Problem to solve: Excluding images, repeat the data exactly as given.

####

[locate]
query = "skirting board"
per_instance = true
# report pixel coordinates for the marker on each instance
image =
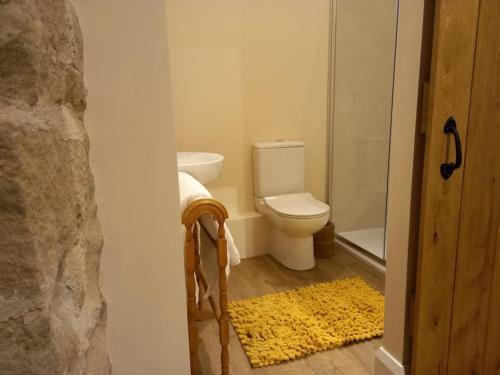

####

Answer to this problem:
[locate]
query = "skirting board"
per_instance = true
# report pixel coordinates for the marker on each instance
image =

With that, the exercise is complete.